▶ Work to do:
a) In the thread on the 0x hexadecimal prefix, what syntax did BCPL use for octal numbers?
b) Please continue the thread on the 0x hexadecimal prefix, picking up after its last sentence.

Why are hexadecimal numbers prefixed with 0x? - c

Why are hexadecimal numbers prefixed as 0x?
I understand the usage of the prefix but I don't understand the significance of why 0x was chosen.

Short story: The 0 tells the parser it's dealing with a constant (and not an identifier/reserved word). Something is still needed to specify the number base: the x is an arbitrary choice.
Long story: In the 60's, the prevalent programming number systems were decimal and octal — mainframes had 12, 24 or 36 bits per byte, which is nicely divisible by 3 = log2(8).
The BCPL language used the syntax 8 1234 for octal numbers. When Ken Thompson created B from BCPL, he used the 0 prefix instead. This is great because
an integer constant now always consists of a single token,
the parser can still tell right away it's got a constant,
the parser can immediately tell the base (0 is the same in both bases),
it's mathematically sane (00005 == 05), and
no precious special characters are needed (as in #123).
When C was created from B, the need for hexadecimal numbers arose (the PDP-11 had 16-bit words) and all of the points above were still valid. Since octals were still needed for other machines, 0x was arbitrarily chosen (00 was probably ruled out as awkward).

▶ Stored rows:

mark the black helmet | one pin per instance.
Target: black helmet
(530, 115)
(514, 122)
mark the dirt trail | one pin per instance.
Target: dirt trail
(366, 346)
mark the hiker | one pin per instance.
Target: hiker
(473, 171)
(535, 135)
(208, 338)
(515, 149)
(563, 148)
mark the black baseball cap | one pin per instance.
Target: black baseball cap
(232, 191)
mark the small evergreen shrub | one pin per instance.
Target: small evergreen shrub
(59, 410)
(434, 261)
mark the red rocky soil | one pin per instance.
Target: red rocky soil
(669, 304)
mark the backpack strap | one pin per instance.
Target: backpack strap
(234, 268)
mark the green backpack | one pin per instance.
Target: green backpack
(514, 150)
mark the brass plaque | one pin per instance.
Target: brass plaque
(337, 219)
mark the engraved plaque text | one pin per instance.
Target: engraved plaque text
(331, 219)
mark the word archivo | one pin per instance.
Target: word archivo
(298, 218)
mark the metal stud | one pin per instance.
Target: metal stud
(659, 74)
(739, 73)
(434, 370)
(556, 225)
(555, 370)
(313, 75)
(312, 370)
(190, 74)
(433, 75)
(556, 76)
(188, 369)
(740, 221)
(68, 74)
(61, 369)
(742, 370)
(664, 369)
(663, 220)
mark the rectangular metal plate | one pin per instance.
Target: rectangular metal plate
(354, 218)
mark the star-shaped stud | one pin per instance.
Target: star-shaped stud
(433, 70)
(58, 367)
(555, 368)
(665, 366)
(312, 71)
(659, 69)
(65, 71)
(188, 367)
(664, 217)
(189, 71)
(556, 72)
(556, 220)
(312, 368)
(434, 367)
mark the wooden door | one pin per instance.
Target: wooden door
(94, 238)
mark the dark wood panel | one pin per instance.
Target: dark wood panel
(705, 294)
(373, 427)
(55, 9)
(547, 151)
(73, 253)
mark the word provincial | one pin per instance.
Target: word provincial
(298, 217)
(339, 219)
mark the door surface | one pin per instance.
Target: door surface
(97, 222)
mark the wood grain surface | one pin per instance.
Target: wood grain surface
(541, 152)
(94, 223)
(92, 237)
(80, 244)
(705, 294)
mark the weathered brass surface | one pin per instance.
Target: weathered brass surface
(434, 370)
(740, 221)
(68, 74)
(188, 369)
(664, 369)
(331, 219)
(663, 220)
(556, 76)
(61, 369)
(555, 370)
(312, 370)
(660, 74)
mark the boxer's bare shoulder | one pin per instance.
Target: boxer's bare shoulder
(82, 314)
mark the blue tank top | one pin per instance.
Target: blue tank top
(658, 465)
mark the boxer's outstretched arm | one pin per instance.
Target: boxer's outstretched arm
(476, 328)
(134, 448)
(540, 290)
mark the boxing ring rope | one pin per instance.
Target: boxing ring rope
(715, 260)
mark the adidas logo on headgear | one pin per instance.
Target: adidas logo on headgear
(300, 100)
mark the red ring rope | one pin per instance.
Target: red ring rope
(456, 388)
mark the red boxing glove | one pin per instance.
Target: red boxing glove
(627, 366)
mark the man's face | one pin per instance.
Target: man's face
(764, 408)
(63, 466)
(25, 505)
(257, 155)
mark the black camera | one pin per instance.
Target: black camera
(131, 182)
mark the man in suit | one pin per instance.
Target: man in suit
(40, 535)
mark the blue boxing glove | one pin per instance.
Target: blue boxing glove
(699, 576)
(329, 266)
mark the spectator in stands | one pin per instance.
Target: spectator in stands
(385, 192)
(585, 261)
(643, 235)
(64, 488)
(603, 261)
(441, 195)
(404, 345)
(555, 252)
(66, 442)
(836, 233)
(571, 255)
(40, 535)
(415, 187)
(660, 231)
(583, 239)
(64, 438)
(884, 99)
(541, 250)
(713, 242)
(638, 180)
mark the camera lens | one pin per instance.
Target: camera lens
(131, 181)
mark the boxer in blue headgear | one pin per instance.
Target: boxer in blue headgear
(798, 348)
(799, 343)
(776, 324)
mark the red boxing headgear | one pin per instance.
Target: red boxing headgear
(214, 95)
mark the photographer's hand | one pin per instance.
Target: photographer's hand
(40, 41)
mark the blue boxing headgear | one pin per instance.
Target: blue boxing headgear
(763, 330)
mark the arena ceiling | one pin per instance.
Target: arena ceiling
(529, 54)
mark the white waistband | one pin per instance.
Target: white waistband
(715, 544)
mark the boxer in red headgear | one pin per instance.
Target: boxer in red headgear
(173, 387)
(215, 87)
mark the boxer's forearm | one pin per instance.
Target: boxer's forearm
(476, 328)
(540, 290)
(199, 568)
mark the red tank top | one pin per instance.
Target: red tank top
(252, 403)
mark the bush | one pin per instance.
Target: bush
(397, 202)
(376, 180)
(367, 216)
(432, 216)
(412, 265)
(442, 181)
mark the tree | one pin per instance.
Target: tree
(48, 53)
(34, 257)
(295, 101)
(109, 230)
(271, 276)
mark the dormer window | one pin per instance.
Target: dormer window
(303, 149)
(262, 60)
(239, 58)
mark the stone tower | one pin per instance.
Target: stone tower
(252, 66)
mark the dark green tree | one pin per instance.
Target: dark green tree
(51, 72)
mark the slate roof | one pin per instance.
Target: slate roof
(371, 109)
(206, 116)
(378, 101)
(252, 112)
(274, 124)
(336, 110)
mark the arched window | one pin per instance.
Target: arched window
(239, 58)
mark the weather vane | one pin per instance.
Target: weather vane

▶ Answers to the exercises:
a) BCPL wrote octal numbers with the syntax 8 1234.

b)
C# is a descendant of C, so it inherits the syntax.

Note: I don't know the correct answer, but the below is just my personal speculation!
As has been mentioned a 0 before a number means it's octal:
04524 // octal, leading 0
Imagine needing to come up with a system to denote hexadecimal numbers, and note we're working in a C style environment. How about ending with h like assembly? Unfortunately you can't - it would allow you to make tokens which are valid identifiers (eg. you could name a variable the same thing) which would make for some nasty ambiguities.
8000h // hex
FF00h // oops - valid identifier! Hex or a variable or type named FF00h?
You can't lead with a character for the same reason:
xFF00 // also valid identifier
Using a hash was probably thrown out because it conflicts with the preprocessor:
#define ...
#FF00 // invalid preprocessor token?
In the end, for whatever reason, they decided to put an x after a leading 0 to denote hexadecimal. It is unambiguous since it still starts with a number character so can't be a valid identifier, and is probably based off the octal convention of a leading 0.
0xFF00 // definitely not an identifier!

It's a prefix to indicate the number is in hexadecimal rather than in some other base. The programming language uses it to tell compiler.
Example:
0x6400 translates to 6*16^3 + 4*16^2 + 0*16^1 +0*16^0 = 25600.
When compiler reads 0x6400, It understands the number is hexadecimal with the help of 0x term. Usually we can understand by (6400)16 or (6400)8 or whatever ..
For binary it would be:
0b00000001
Good day!

The preceding 0 is used to indicate a number in base 2, 8, or 16.
In my opinion, 0x was chosen to indicate hex because 'x' sounds like hex.
Just my opinion, but I think it makes sense.
Good Day!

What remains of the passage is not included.